### Stated problem
Please gather every line of the items below that contains the word "leaf", copying each one in full.
>> start
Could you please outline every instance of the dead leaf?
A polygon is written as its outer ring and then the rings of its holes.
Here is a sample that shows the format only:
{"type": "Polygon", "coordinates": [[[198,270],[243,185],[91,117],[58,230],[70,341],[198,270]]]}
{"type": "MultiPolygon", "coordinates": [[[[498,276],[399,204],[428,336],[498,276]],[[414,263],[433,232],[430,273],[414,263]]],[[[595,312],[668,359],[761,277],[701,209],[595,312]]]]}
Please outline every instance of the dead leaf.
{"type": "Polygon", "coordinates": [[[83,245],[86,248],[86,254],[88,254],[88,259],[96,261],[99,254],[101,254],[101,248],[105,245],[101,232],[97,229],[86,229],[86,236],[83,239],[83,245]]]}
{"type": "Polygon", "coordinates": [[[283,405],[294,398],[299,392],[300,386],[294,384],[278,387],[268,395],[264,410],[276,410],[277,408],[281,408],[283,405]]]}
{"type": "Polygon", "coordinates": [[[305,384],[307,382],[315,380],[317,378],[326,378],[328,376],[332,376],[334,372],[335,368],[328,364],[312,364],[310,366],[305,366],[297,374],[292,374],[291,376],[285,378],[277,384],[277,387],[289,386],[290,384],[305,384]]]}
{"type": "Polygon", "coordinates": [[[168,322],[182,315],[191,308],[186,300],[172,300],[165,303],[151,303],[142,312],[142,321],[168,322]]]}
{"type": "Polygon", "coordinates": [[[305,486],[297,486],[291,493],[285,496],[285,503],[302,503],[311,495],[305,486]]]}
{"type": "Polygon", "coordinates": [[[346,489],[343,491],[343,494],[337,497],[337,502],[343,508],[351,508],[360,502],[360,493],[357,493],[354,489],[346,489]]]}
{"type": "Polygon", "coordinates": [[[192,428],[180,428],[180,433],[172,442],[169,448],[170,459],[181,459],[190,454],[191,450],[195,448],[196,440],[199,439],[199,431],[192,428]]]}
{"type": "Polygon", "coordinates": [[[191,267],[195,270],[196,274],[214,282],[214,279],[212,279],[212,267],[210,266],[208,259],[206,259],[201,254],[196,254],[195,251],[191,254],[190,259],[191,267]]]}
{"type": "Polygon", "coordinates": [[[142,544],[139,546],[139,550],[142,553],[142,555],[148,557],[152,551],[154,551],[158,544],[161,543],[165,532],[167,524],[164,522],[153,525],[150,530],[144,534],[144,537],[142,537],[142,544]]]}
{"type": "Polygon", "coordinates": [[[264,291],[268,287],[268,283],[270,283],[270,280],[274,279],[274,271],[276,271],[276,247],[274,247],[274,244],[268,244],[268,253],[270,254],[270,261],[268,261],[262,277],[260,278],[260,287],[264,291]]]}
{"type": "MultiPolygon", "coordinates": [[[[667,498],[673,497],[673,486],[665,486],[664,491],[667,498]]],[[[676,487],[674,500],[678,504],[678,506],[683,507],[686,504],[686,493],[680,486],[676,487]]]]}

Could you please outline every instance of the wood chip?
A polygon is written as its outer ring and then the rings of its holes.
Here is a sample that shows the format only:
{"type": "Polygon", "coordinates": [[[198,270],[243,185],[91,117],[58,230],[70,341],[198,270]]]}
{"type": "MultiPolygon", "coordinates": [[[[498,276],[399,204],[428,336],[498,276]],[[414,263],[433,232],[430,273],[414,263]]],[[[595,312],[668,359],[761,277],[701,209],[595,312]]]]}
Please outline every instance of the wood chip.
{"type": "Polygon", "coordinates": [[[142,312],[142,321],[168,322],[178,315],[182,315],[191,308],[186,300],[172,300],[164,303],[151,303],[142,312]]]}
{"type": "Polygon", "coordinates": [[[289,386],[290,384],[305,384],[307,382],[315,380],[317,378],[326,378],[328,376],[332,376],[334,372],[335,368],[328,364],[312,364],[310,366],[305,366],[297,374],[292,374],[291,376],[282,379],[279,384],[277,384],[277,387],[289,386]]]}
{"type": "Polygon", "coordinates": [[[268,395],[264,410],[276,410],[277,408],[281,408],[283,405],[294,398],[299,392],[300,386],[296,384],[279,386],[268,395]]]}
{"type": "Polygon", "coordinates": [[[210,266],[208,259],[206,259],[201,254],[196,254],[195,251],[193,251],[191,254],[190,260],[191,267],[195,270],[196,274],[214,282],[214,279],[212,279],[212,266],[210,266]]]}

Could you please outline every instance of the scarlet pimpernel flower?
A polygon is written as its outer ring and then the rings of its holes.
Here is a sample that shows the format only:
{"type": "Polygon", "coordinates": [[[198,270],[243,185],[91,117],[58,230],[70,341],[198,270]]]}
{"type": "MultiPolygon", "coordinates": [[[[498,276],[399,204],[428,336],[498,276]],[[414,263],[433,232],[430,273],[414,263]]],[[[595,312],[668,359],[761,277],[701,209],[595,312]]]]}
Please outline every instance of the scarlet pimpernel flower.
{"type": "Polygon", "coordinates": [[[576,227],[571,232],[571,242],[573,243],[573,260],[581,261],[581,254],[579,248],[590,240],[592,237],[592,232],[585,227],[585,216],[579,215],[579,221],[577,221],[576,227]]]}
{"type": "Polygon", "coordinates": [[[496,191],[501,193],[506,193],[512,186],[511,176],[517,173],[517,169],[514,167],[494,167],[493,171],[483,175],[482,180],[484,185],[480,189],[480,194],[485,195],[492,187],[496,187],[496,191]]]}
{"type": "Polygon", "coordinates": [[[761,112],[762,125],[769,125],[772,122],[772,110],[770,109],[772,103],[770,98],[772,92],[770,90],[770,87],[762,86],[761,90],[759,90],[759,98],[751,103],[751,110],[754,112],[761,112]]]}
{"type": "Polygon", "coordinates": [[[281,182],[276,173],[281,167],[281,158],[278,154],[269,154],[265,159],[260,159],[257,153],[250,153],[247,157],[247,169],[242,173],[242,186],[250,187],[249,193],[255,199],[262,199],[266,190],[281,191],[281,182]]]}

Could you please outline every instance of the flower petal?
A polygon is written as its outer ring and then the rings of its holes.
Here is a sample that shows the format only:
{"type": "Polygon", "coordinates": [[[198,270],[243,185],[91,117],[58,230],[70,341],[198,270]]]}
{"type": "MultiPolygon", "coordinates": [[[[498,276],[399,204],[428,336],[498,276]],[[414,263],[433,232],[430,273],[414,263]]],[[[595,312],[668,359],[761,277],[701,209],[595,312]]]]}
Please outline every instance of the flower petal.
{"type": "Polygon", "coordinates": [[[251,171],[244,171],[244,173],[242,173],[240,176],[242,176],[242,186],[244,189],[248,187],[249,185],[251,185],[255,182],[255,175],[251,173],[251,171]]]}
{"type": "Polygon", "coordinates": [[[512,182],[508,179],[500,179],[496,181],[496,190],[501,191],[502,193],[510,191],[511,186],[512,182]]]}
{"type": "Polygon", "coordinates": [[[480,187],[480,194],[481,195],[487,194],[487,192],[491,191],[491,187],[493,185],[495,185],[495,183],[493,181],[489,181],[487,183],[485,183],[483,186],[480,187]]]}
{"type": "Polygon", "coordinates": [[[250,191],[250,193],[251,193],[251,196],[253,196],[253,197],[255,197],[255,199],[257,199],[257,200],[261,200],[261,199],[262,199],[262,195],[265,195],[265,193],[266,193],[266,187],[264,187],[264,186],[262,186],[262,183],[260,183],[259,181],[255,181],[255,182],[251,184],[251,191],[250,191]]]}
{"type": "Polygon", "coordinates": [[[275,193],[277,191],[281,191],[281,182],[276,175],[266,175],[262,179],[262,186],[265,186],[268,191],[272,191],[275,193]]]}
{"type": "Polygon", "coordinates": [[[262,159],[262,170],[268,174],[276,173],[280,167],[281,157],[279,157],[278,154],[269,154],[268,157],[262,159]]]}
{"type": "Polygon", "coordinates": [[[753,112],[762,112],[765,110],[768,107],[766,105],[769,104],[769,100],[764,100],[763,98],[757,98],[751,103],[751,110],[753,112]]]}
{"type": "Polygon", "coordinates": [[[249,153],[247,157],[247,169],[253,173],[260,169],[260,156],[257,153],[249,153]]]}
>> end
### Written response
Could you please outline every instance of the dead leaf?
Please outline every instance of the dead leaf.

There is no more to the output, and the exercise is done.